*Document extract*
§

Handy remains at large
SUBLETTE COUNTY – A man who spent many months in the Sublette County jail walked away from an inmate forestry work crew on June 5 in Weston County.
John E. Handy’s 5- to 7-year prison sentence was reinstated in Pinedale’s 9th District Court in September 2022 after he violated unsupervised probation for a suspended felony marijuana delivery conviction.
He was then transported to Torrington for processing, according to Sgt. Travis Bingham.
Handy escaped from the medium-security Wyoming Honor and Conservation Camp in Newcastle by walking away, according to the Wyoming Department of Corrections.
“On the morning of June 5, 2023, three Forestry Work Details left the Wyoming Honor Conservation Camp (WHCC), two details had 10 inmates and a supervisor each and one detail had five inmates and a supervisor to work a forestry work site east of the facility,” the DOC announced.
“At approximately 2:30 p.m. (June 5) the work detail supervisor realized Inmate John E. Handy was not where he was required to be. An effort was made to locate him, without success. At approximately 3 p.m. the work detail supervisor contacted the facility and reported Inmate Handy was not with his assigned work detail at which point escape procedures were initiated.
Inmate Handy remains at large.
“Presently, there is a multi-agency effort underway that includes local law enforcement, WDOC staff and tracking teams to recover this individual.”
Handy had accumulated a total of 508 days of credit in custody here – well more than a year – when his convoluted case came to a close last year.

§

*Written problem 1*
Select each row below that contains the string "umbrella", with case counting.

*Records supplied*
§

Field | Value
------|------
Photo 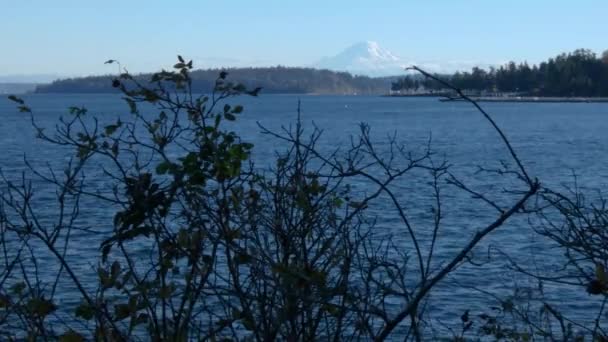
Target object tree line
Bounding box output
[391,49,608,96]
[36,66,390,95]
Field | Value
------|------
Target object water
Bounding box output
[0,94,608,340]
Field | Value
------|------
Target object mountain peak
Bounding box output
[315,41,404,76]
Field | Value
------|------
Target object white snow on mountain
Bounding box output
[312,41,491,77]
[313,41,408,76]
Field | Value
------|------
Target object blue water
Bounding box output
[0,94,608,336]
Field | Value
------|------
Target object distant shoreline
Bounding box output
[382,94,608,103]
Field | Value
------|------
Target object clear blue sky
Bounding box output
[0,0,608,75]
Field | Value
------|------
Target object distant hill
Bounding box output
[314,41,411,76]
[36,66,396,95]
[0,82,38,94]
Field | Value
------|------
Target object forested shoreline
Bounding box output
[36,66,395,95]
[391,49,608,97]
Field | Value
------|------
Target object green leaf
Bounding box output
[156,161,171,175]
[124,97,137,114]
[105,125,118,135]
[110,260,120,279]
[114,304,131,321]
[27,297,57,317]
[59,330,86,342]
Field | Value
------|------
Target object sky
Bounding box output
[0,0,608,76]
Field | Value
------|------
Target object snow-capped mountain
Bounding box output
[314,41,411,76]
[312,41,500,77]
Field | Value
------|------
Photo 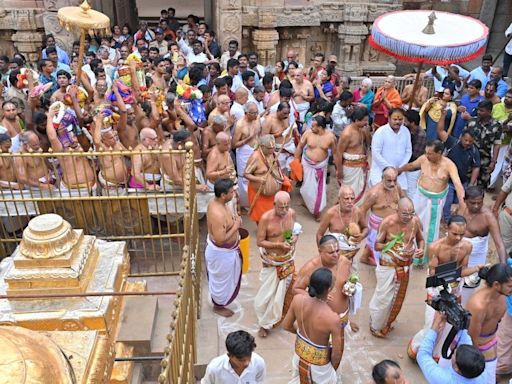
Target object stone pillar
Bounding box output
[252,9,279,65]
[215,0,242,51]
[44,0,82,54]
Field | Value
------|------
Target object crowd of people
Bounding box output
[0,8,512,384]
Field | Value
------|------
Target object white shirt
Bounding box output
[201,352,266,384]
[504,23,512,55]
[370,124,412,190]
[230,101,245,121]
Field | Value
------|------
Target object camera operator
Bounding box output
[417,312,484,384]
[467,264,512,384]
[407,215,483,359]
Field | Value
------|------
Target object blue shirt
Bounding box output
[416,329,486,384]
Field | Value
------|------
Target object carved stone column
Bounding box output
[44,0,81,53]
[215,0,242,51]
[252,9,279,65]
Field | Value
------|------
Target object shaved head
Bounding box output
[274,191,290,203]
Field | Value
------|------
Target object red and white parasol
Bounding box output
[370,10,489,106]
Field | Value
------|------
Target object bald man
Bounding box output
[316,185,368,260]
[291,68,315,123]
[254,191,300,337]
[232,101,261,207]
[369,197,425,338]
[128,128,162,191]
[206,132,236,190]
[230,87,249,123]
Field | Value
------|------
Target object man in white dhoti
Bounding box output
[461,186,507,306]
[295,116,336,220]
[368,109,412,191]
[283,268,343,384]
[232,102,261,207]
[204,179,242,317]
[254,191,300,337]
[336,107,369,206]
[398,140,464,265]
[407,215,483,359]
[369,197,425,338]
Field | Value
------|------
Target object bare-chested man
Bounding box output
[336,107,369,206]
[232,101,261,207]
[293,235,352,368]
[128,128,162,191]
[46,108,96,194]
[254,191,300,337]
[205,132,236,189]
[14,131,55,190]
[466,264,512,383]
[208,95,235,129]
[459,186,507,305]
[295,116,337,221]
[201,115,229,160]
[92,110,129,195]
[0,133,23,189]
[0,101,23,142]
[261,102,296,174]
[369,197,425,337]
[360,167,405,265]
[407,215,483,359]
[160,129,211,192]
[291,68,315,123]
[204,179,242,317]
[316,185,368,260]
[283,268,343,383]
[244,135,291,222]
[398,140,465,265]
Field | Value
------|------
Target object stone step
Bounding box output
[130,363,144,384]
[117,296,158,356]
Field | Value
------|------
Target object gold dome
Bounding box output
[20,213,79,259]
[0,326,75,384]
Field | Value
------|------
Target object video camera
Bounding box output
[426,261,471,331]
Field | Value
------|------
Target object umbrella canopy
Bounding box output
[57,0,110,34]
[370,10,489,65]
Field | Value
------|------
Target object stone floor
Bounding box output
[198,175,506,384]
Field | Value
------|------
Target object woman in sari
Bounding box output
[420,88,457,140]
[354,77,375,111]
[371,75,402,129]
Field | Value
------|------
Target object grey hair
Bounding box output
[244,101,258,113]
[361,77,373,88]
[212,114,228,125]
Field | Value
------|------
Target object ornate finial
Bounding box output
[80,0,91,13]
[422,11,437,35]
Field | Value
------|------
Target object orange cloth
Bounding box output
[290,159,304,181]
[372,86,402,126]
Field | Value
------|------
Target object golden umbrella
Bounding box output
[57,0,110,86]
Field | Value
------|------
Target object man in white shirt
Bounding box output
[503,23,512,77]
[201,331,266,384]
[467,54,492,89]
[369,108,412,191]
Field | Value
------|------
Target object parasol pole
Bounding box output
[76,28,85,87]
[409,61,423,109]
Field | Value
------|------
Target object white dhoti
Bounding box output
[489,144,510,188]
[288,331,338,384]
[342,152,368,206]
[276,140,296,175]
[300,153,329,216]
[462,234,489,308]
[413,185,448,264]
[236,144,254,207]
[204,236,242,306]
[254,248,295,329]
[405,170,421,201]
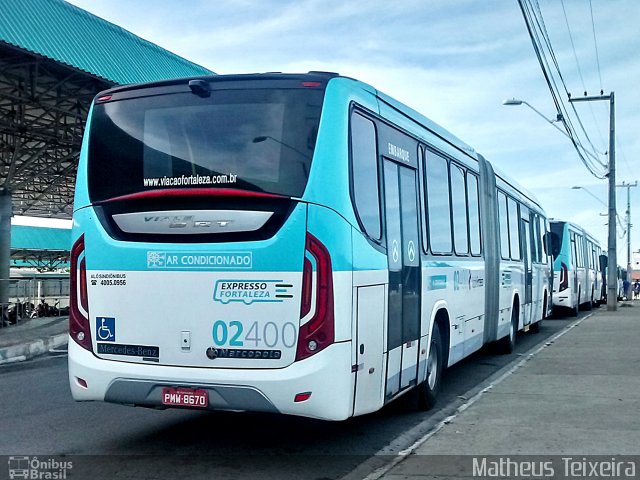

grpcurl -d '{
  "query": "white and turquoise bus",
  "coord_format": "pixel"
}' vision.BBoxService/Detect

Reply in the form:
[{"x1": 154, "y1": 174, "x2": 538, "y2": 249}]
[
  {"x1": 69, "y1": 72, "x2": 552, "y2": 420},
  {"x1": 550, "y1": 219, "x2": 607, "y2": 316}
]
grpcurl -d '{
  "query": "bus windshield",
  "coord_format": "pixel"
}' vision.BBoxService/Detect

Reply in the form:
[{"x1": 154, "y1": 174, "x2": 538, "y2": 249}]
[{"x1": 88, "y1": 88, "x2": 324, "y2": 202}]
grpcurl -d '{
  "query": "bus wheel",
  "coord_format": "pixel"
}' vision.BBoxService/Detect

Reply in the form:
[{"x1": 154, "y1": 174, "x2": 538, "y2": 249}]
[
  {"x1": 418, "y1": 323, "x2": 444, "y2": 410},
  {"x1": 498, "y1": 305, "x2": 518, "y2": 355}
]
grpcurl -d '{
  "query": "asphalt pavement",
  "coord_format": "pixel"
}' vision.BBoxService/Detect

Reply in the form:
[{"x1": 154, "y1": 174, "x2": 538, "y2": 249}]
[
  {"x1": 360, "y1": 302, "x2": 640, "y2": 480},
  {"x1": 0, "y1": 316, "x2": 69, "y2": 365}
]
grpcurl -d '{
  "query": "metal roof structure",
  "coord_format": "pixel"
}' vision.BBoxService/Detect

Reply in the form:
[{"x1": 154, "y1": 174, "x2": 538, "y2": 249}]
[
  {"x1": 0, "y1": 0, "x2": 213, "y2": 218},
  {"x1": 11, "y1": 225, "x2": 71, "y2": 271}
]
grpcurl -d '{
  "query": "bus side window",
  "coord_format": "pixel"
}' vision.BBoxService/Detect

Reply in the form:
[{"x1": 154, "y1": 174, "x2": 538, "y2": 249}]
[
  {"x1": 498, "y1": 192, "x2": 509, "y2": 260},
  {"x1": 351, "y1": 113, "x2": 381, "y2": 240},
  {"x1": 507, "y1": 198, "x2": 521, "y2": 260},
  {"x1": 467, "y1": 172, "x2": 482, "y2": 255},
  {"x1": 425, "y1": 151, "x2": 451, "y2": 253},
  {"x1": 451, "y1": 164, "x2": 469, "y2": 255}
]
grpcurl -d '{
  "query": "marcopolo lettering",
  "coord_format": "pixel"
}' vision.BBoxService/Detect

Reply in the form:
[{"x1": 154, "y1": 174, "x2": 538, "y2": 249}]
[{"x1": 217, "y1": 348, "x2": 282, "y2": 360}]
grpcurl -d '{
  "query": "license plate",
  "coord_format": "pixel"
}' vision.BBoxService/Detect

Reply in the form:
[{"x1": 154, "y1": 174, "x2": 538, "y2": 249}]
[{"x1": 162, "y1": 387, "x2": 209, "y2": 408}]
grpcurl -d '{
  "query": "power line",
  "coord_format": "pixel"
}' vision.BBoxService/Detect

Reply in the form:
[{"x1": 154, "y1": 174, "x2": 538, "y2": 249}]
[
  {"x1": 518, "y1": 0, "x2": 606, "y2": 179},
  {"x1": 589, "y1": 0, "x2": 603, "y2": 92}
]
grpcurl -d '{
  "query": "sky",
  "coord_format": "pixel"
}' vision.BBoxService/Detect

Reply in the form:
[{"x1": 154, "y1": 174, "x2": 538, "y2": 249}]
[{"x1": 26, "y1": 0, "x2": 640, "y2": 265}]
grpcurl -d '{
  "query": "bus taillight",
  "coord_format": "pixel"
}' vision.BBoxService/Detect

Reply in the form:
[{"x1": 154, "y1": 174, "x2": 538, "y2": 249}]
[
  {"x1": 558, "y1": 262, "x2": 569, "y2": 292},
  {"x1": 296, "y1": 233, "x2": 335, "y2": 361},
  {"x1": 69, "y1": 235, "x2": 91, "y2": 351}
]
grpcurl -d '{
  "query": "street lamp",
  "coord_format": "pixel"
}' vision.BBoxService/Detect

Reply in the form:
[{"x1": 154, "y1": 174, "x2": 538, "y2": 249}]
[
  {"x1": 502, "y1": 92, "x2": 618, "y2": 311},
  {"x1": 502, "y1": 98, "x2": 571, "y2": 139},
  {"x1": 571, "y1": 185, "x2": 626, "y2": 234}
]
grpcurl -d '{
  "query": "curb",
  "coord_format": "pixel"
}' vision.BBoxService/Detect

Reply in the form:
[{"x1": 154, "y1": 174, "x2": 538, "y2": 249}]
[{"x1": 0, "y1": 333, "x2": 69, "y2": 365}]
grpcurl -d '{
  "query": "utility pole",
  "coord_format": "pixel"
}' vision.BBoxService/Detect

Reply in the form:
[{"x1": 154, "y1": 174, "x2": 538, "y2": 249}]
[
  {"x1": 569, "y1": 91, "x2": 618, "y2": 312},
  {"x1": 616, "y1": 180, "x2": 638, "y2": 282}
]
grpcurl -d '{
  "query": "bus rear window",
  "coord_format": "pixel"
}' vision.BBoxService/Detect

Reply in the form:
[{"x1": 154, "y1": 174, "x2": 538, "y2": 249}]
[{"x1": 88, "y1": 88, "x2": 323, "y2": 202}]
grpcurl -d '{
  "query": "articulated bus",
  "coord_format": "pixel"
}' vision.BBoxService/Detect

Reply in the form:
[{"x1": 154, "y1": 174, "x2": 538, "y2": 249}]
[
  {"x1": 550, "y1": 219, "x2": 607, "y2": 316},
  {"x1": 69, "y1": 72, "x2": 552, "y2": 420}
]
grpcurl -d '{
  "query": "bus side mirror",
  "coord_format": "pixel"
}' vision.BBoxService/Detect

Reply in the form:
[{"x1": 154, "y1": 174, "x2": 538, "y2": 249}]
[
  {"x1": 598, "y1": 255, "x2": 609, "y2": 272},
  {"x1": 544, "y1": 232, "x2": 560, "y2": 259}
]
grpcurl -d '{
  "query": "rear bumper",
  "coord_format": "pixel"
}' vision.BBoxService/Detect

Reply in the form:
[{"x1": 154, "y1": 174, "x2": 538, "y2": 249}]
[{"x1": 69, "y1": 339, "x2": 355, "y2": 420}]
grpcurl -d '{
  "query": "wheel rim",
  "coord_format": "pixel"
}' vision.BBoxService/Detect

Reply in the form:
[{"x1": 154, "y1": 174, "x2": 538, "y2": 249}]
[{"x1": 427, "y1": 344, "x2": 438, "y2": 390}]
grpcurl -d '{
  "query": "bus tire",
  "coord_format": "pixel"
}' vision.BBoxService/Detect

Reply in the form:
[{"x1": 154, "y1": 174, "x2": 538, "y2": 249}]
[
  {"x1": 418, "y1": 322, "x2": 444, "y2": 410},
  {"x1": 498, "y1": 304, "x2": 518, "y2": 355}
]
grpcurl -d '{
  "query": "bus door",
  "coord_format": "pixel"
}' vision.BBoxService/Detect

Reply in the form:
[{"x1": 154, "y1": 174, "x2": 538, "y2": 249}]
[
  {"x1": 520, "y1": 214, "x2": 533, "y2": 325},
  {"x1": 383, "y1": 158, "x2": 421, "y2": 399}
]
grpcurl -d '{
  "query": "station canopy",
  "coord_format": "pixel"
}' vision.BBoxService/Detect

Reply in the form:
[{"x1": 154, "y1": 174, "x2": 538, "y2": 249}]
[
  {"x1": 10, "y1": 225, "x2": 71, "y2": 272},
  {"x1": 0, "y1": 0, "x2": 213, "y2": 218}
]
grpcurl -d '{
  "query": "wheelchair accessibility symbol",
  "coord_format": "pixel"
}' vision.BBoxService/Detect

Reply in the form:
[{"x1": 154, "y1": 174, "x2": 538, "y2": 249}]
[{"x1": 96, "y1": 317, "x2": 116, "y2": 342}]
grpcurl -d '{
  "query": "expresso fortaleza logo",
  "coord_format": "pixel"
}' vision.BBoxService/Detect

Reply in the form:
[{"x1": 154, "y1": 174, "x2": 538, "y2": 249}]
[{"x1": 213, "y1": 280, "x2": 293, "y2": 305}]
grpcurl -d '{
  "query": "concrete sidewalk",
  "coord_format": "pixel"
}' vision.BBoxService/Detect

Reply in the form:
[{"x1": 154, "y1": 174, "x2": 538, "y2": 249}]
[
  {"x1": 0, "y1": 316, "x2": 69, "y2": 365},
  {"x1": 376, "y1": 302, "x2": 640, "y2": 480}
]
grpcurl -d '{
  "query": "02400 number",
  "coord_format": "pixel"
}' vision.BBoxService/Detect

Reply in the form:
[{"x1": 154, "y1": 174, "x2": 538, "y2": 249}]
[{"x1": 211, "y1": 320, "x2": 298, "y2": 348}]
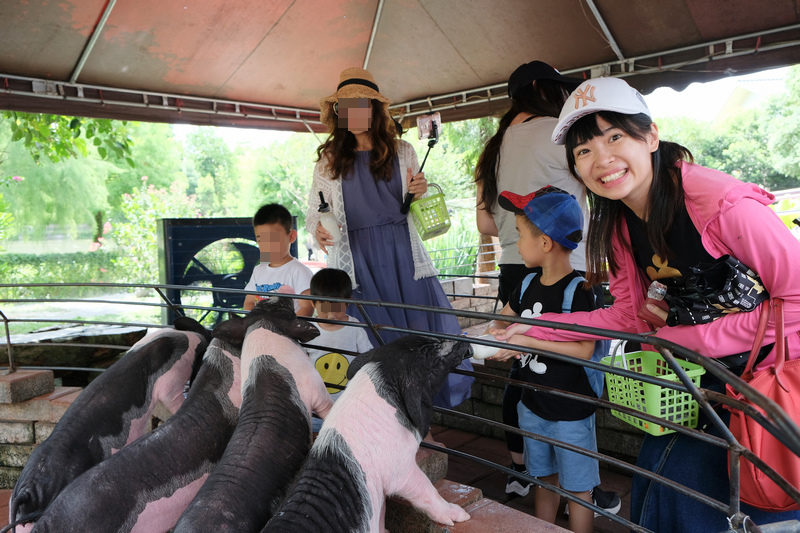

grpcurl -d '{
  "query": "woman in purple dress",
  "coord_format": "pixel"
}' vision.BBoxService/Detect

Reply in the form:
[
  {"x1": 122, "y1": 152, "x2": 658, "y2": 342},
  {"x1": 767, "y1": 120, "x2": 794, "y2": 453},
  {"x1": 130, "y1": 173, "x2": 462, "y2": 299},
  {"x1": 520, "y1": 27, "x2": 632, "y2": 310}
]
[{"x1": 306, "y1": 68, "x2": 472, "y2": 407}]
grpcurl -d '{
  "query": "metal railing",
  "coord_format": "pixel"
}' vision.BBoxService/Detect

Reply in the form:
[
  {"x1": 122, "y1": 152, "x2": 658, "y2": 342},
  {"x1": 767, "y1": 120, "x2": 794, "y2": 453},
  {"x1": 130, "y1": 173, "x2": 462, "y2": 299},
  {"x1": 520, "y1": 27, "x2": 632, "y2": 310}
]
[{"x1": 0, "y1": 275, "x2": 800, "y2": 533}]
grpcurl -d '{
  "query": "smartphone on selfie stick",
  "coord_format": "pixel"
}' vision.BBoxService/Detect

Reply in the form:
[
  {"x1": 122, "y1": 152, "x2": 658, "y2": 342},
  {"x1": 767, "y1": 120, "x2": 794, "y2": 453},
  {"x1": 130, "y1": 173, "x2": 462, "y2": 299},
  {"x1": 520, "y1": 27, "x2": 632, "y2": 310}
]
[{"x1": 400, "y1": 113, "x2": 442, "y2": 215}]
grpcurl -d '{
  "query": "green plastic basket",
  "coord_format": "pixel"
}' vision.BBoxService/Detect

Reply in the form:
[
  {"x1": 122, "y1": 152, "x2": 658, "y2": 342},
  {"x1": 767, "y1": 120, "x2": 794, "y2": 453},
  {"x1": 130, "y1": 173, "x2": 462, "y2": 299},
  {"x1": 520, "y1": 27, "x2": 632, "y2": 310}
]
[
  {"x1": 410, "y1": 183, "x2": 450, "y2": 241},
  {"x1": 601, "y1": 351, "x2": 706, "y2": 436}
]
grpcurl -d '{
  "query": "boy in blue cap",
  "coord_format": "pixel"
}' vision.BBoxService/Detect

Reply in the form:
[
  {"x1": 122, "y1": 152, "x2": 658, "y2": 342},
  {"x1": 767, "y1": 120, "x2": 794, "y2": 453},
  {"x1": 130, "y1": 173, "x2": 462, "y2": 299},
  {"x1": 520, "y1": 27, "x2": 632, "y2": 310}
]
[{"x1": 490, "y1": 186, "x2": 602, "y2": 533}]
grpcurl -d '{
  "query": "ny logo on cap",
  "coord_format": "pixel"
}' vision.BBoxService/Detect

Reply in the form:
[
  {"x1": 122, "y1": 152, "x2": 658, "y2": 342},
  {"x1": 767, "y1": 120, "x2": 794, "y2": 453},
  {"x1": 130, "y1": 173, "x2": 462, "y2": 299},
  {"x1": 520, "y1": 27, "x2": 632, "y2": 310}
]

§

*Written problem 2*
Reproduce the part of the escape article above that starts at the words "John E. Handy’s" and stops after "marijuana delivery conviction.".

*Written reply 1*
Target object umbrella canopy
Target object golden umbrella

*Written reply 2*
John E. Handy’s 5- to 7-year prison sentence was reinstated in Pinedale’s 9th District Court in September 2022 after he violated unsupervised probation for a suspended felony marijuana delivery conviction.